Exercise instructions:
The entries below need to be written out exactly, with no pictures included.

Saved entries:
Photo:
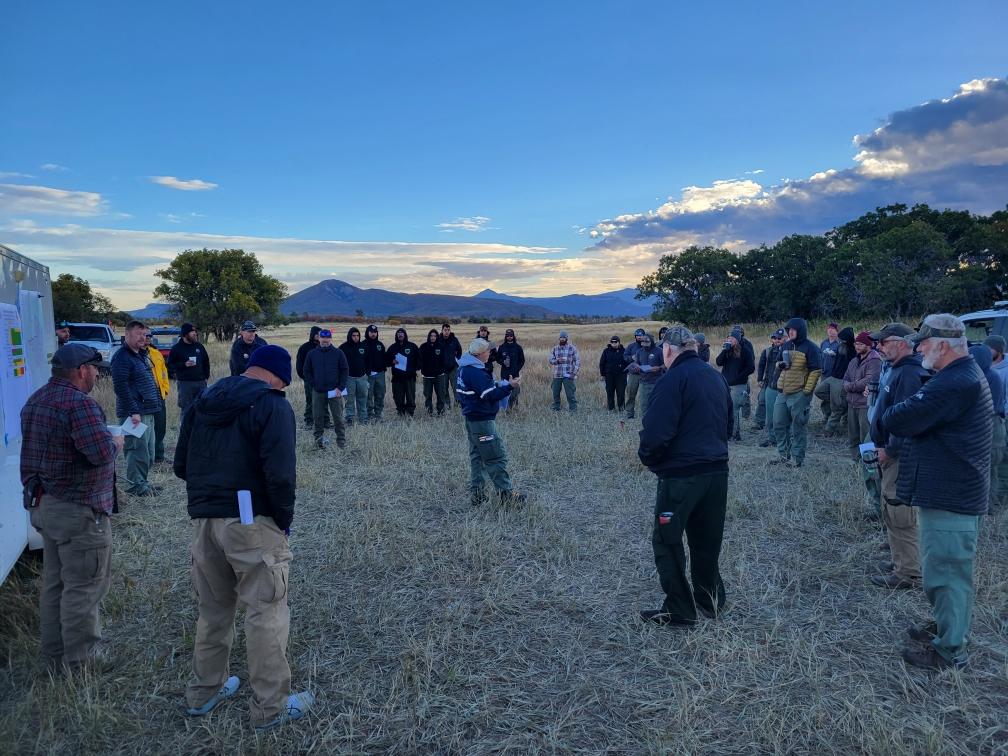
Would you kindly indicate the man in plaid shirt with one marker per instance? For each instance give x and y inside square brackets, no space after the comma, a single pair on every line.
[68,467]
[567,363]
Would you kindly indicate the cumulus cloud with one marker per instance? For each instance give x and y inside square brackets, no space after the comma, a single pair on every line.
[183,184]
[951,152]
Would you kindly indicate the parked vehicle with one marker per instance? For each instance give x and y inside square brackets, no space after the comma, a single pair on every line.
[27,337]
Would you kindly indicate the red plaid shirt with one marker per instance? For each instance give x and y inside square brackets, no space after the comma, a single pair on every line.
[66,443]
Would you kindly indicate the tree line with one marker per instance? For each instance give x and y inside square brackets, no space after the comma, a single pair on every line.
[893,263]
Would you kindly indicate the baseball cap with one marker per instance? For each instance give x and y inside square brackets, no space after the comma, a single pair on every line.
[890,330]
[75,355]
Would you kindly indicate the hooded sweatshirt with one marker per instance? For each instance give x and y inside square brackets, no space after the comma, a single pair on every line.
[355,354]
[238,435]
[303,350]
[408,350]
[805,367]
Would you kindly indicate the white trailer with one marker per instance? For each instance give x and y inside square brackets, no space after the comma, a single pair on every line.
[27,341]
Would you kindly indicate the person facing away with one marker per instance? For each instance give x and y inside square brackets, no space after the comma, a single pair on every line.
[237,439]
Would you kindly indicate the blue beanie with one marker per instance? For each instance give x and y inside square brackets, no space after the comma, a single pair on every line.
[274,359]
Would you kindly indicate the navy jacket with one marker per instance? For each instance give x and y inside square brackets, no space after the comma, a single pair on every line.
[238,435]
[133,382]
[479,395]
[684,430]
[949,422]
[326,368]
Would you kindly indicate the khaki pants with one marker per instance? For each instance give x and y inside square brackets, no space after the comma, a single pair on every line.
[77,559]
[233,562]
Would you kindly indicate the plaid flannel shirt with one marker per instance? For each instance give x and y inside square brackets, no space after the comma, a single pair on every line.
[66,443]
[565,361]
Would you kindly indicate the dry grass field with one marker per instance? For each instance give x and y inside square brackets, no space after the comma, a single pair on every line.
[427,626]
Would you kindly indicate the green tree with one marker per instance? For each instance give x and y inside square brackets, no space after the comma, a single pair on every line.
[219,288]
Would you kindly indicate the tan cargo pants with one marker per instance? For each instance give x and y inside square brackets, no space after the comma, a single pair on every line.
[77,559]
[233,562]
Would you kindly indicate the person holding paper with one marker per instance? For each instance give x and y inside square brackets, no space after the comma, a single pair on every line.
[326,370]
[138,400]
[68,470]
[236,452]
[403,357]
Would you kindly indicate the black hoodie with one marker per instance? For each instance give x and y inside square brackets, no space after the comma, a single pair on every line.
[408,350]
[355,354]
[303,350]
[432,356]
[238,435]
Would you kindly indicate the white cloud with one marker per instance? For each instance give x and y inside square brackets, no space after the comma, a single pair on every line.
[23,199]
[184,184]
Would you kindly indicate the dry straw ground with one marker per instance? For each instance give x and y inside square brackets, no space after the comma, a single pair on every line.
[427,626]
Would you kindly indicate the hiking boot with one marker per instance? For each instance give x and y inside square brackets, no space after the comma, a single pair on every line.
[230,687]
[297,707]
[922,633]
[928,658]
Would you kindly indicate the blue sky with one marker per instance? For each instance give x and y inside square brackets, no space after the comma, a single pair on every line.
[531,147]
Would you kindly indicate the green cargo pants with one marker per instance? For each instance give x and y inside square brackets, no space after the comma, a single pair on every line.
[948,550]
[487,456]
[696,506]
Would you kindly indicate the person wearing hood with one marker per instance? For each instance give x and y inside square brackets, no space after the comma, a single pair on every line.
[403,357]
[633,379]
[902,379]
[864,369]
[453,351]
[737,362]
[377,363]
[432,368]
[567,362]
[830,389]
[611,369]
[302,352]
[984,356]
[479,396]
[357,384]
[800,370]
[512,359]
[238,438]
[326,370]
[648,365]
[245,345]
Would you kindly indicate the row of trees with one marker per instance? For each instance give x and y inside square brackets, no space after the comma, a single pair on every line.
[893,263]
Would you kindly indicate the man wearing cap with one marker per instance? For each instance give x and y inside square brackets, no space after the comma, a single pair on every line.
[947,479]
[479,396]
[245,345]
[453,351]
[68,470]
[633,379]
[236,439]
[567,362]
[377,364]
[902,380]
[512,359]
[160,371]
[190,363]
[683,441]
[63,333]
[137,400]
[737,362]
[327,372]
[861,371]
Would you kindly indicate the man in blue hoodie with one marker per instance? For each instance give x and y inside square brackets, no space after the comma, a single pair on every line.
[480,397]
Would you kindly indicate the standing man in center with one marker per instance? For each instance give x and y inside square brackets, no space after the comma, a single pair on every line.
[357,385]
[567,362]
[683,441]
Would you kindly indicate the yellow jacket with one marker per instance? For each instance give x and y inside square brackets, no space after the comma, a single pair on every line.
[160,371]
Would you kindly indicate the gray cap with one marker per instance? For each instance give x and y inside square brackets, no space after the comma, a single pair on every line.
[75,355]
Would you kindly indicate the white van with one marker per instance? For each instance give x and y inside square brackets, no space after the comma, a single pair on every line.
[27,341]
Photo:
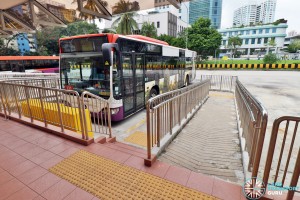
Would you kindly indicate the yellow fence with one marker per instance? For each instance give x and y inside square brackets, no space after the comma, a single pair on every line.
[248,66]
[69,115]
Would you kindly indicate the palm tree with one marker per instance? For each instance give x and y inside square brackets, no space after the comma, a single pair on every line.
[125,23]
[90,5]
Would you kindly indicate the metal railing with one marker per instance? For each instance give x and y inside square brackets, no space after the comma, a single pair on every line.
[14,75]
[62,108]
[167,111]
[220,83]
[48,82]
[288,158]
[254,119]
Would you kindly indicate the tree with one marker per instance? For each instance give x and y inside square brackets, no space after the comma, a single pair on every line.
[125,23]
[90,5]
[203,39]
[149,29]
[235,42]
[294,46]
[47,39]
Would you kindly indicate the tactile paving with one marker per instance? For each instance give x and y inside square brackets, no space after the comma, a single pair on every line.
[108,179]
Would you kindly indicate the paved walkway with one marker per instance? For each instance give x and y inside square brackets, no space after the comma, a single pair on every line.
[209,143]
[26,154]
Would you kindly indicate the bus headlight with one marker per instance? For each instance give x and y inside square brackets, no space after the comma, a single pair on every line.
[114,111]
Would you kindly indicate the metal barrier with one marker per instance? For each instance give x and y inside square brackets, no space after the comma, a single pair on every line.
[292,149]
[51,82]
[220,83]
[254,120]
[165,112]
[63,108]
[13,75]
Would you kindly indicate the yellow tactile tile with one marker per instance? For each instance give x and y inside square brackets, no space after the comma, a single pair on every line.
[138,137]
[108,179]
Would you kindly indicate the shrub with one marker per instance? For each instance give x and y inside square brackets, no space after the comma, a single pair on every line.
[270,59]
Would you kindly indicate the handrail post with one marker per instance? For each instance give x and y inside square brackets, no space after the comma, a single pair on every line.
[43,109]
[148,130]
[295,177]
[59,112]
[158,126]
[171,117]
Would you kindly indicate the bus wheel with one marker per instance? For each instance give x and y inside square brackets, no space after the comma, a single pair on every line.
[153,93]
[187,81]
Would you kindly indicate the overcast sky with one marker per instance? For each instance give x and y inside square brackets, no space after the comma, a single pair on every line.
[288,9]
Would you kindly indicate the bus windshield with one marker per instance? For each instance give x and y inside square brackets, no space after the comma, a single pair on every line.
[86,73]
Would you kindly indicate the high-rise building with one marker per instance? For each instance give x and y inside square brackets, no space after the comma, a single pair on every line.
[251,14]
[211,9]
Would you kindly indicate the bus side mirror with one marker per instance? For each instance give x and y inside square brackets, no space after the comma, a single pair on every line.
[106,50]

Exercise output:
Photo:
Would you kindly indicate the man in plaid shirt with one marker per instance? For each instance give x and y inside square brackets, no space after the comma, a single pair on every line.
[68,467]
[567,363]
Would you kindly indicate the cumulus cloud with one marker per instance? For each instance give x and y inside square brackets, no space after the comma, a single pair on every line.
[183,184]
[951,152]
Would you kindly indicate the parked vehicle with one marker per instance? For each instance give x and y inside square brackets, no space after the comma, a single pair on every line.
[27,337]
Would you kindly indicate the red plaid shirt with one marker per instance? For each instance give x and y inside square brackets, no space after the comma, a single pair on every line.
[66,443]
Would you kindly indicate the tree line with one marker per instance? For each instance give x and y inside square brackets, no space after the comma, a single pair on every line.
[893,263]
Would you kindly indicate the baseball cap with one marker per instance? For each instance give x and y inside square brackets, no space after the comma, a single pair on every line.
[890,330]
[75,355]
Would you kindly indicate the hooded sweatshirt with one marker per instance? For each instance give x and y inside square brackets, no space after the comma, a single pair on every line.
[355,354]
[238,435]
[303,350]
[408,350]
[805,367]
Would you kindly indicate the white trailer with one marker per instance? For each instance give x and y inside square brackets, no space after the comma, a single pair on every line.
[27,341]
Would you kindly indicate the person facing away with one marker per instance? For each instance give x and y inside square brackets, no space after the comma, a single pair on every line.
[237,439]
Would you kindly indicate the blue beanie with one marker per instance? For each instance give x and y inside square brackets, no space after the comma, a single pair on every line.
[274,359]
Would you kindly indicate the navy jacket with one marker per instance? For each instance give x and y inside square brackets, no space after the comma, a single pair on every line.
[238,435]
[133,382]
[479,395]
[684,430]
[949,422]
[326,368]
Would you kindly indicate the khaki pants with one marker per instance? For each instance give x and y inside square brackets, no space after the comma, a single pair on every line.
[77,559]
[233,562]
Would you kindly indicate the plaid flannel shirt with one marker per instance? For each instance give x and y inside square brackets, no space after the comma, a single pair on every line.
[66,443]
[565,361]
Would you kindly indicate the dry grass field with one marker per instance? For each instance give x and y inside square brackets, no space after the comma, a single pair on every line.
[427,626]
Would you kindly indicate the green tree with one marker per instance? For each instance give x and y inside square brackets, no space after the comma, a single pair on every line.
[219,288]
Would you kindly indicate the tan cargo pants with one marker per instance? For each instance give x and y inside square brackets, no space after the comma, a single pair on every line.
[77,559]
[233,562]
Would you kindly indicate the person holding paper with one marker per instance? For each instance give x and y inside square brackets, no space after the comma, a single pair on every line.
[326,370]
[138,400]
[68,470]
[236,452]
[403,357]
Would you kindly indicate the black hoodie with one marker per instance? For each instance give x and y inside square brackets, no space after the comma, a single pair on every line.
[408,350]
[355,354]
[303,350]
[432,356]
[238,435]
Would you kindly indicate the white cloud with one marker per instance? For each instance give x and y inside square brackets, no space after the comma, a single pair on every line.
[23,199]
[184,184]
Would you kindly indicate the dry straw ground with one marker per instance? For each instance give x and y inside square brackets, no space after the comma, a single pair on every line.
[427,626]
Would you kindly indicate the hiking boot with one marker per instance? For each instance give x and y inside square brackets, no space after the comma, a single pair on every line.
[230,687]
[297,707]
[922,633]
[928,658]
Would you kindly indicate the blue sky with one marker per instance? For each instance give x and y inside square brackets, no space after the comma, a single pair on every line.
[531,147]
Would you kindly indicate the green cargo pants with one marker per instance? For each instance give x and y inside square brackets, no space after the comma, a single pair on every line.
[948,550]
[487,456]
[696,506]
Would you kindly indicate the person wearing hood with one marker per instance? For each instance give x and y inside square brackets, no space after the comma, a single pair on every line.
[403,357]
[633,379]
[902,379]
[864,369]
[453,351]
[737,362]
[377,363]
[432,368]
[567,362]
[830,389]
[611,369]
[302,352]
[984,356]
[479,396]
[357,384]
[800,370]
[512,359]
[238,438]
[326,370]
[648,365]
[245,345]
Would you kindly indicate the row of trees with one marker per instance? For each instance give x and y inside square brackets, no space after the comma, a single pair on every line.
[893,263]
Would you kindly indicate the man wearing cap with one marker per instance? For each instance give x and y inside square brackets, no space after the comma, a single pair on every line.
[947,479]
[479,396]
[245,345]
[453,351]
[68,470]
[633,379]
[236,439]
[567,362]
[377,364]
[902,380]
[512,359]
[160,371]
[190,363]
[683,441]
[63,333]
[137,400]
[737,362]
[327,372]
[861,371]
Would you kindly indicate the man in blue hoodie with one marker per instance? For each instance give x and y inside square brackets, no space after the comma, a single pair on every line.
[480,397]
Would you kindly indicate the standing man in center with one marker per instance? For each instance give x and y inside square brackets, no space after the comma, a single pair on every line.
[357,385]
[567,362]
[683,441]
Would you kindly indicate the yellow jacket with one marker per instance? For each instance give x and y inside square brackets, no space after the comma, a single pair on every line.
[160,371]
Would you kindly indicate the gray cap with one marker per instance? For each instance give x and y inside square brackets, no space after the comma, a single pair on every line.
[75,355]
Would you kindly indicate the white van with one marker per instance? For each instance give x and y inside square brackets, no space after the comma, a single pair on every line.
[27,341]
Photo:
Would you kindly indicate the yellow fence with one marker per instance? For each instance give x and y inside square brackets, no space after the comma, a single pair on every line.
[248,66]
[69,115]
Would you kindly indicate the palm tree with one marker per instance? For each instance give x and y inside square brackets, no space after the comma, a single pair on every line.
[125,23]
[90,5]
Would you kindly indicate the metal railing with one marker per instance? For each instance give x and y inside square brackets, no space after the comma, a single pair on every line.
[14,75]
[62,108]
[167,111]
[220,83]
[48,82]
[288,158]
[254,119]
Would you kindly indicate the tree with one marker per instance? For each instance give x and y inside square brackets, no space after the comma, a single pair on every line.
[125,23]
[90,5]
[203,39]
[149,29]
[235,42]
[294,46]
[47,39]
Would you kindly indicate the tactile paving with one marker per instance? For each instance give x and y inside square brackets, no space after the comma, a single pair on every line.
[108,179]
Would you kindly indicate the paved walkway with one marker per instance? For each instance give x and y inside square brackets, no space after the comma, a single pair on every line.
[209,143]
[26,154]
Would you kindly indicate the bus headlight with one marker per instance? For each instance give x and y inside square brackets, no space after the comma, a single pair on every line.
[114,111]
Would you kindly indicate the metal barrier with one marker per instance? For each instance give x and y inside square brackets, no space after the comma, a single pair on every line.
[292,149]
[51,82]
[220,83]
[254,120]
[165,112]
[63,108]
[13,75]
Would you kindly indicate the yellow tactile tile with one marker per instance? For each instance give x and y inside square brackets, no space after the comma, a single pair on every line.
[138,137]
[108,179]
Would you kindly indicate the shrub with one marker per instance? For each instance give x and y inside square brackets, no space after the comma, a single pair on every line.
[270,59]
Would you kindly indicate the handrail post with one marker per instance? For each instance give x and y inside square brackets, no space after the comma, a single pair on every line.
[43,109]
[148,130]
[295,177]
[59,112]
[158,126]
[171,117]
Would you kindly indicate the bus wheel with one marker per instance? For each instance give x and y inside square brackets, no space after the comma, a single pair on every line.
[153,93]
[187,81]
Would you kindly indicate the overcast sky with one marker per instance? For each instance give x and y inside square brackets, no space after the comma, a single pair on every line.
[288,9]
Would you kindly indicate the bus windshield with one marker per instance? For each instance give x and y inside square brackets, no space after the comma, a single pair on every line.
[86,73]
Would you kindly indicate the high-rise building with one marker per instance? For each instance give x and y inside square brackets, no space after the comma, a single pair on every line.
[251,14]
[211,9]
Would you kindly indicate the bus side mirror with one marker per instance? For each instance give x and y inside square brackets, no space after the comma, a single pair on every line.
[106,50]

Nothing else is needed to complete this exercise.